··· Material for this exercise
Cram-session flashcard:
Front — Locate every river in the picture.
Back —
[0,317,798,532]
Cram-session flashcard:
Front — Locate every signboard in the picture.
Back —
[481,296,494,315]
······
▶ [Requirements]
Copy out every entry above word for word, with nothing changed.

▶ [Complete answer]
Cram-session flashcard:
Front — Locate every river in the picture.
Back —
[0,317,798,532]
Cram-session flashcard:
Front — Locate every signboard in the picture.
Back —
[481,296,494,315]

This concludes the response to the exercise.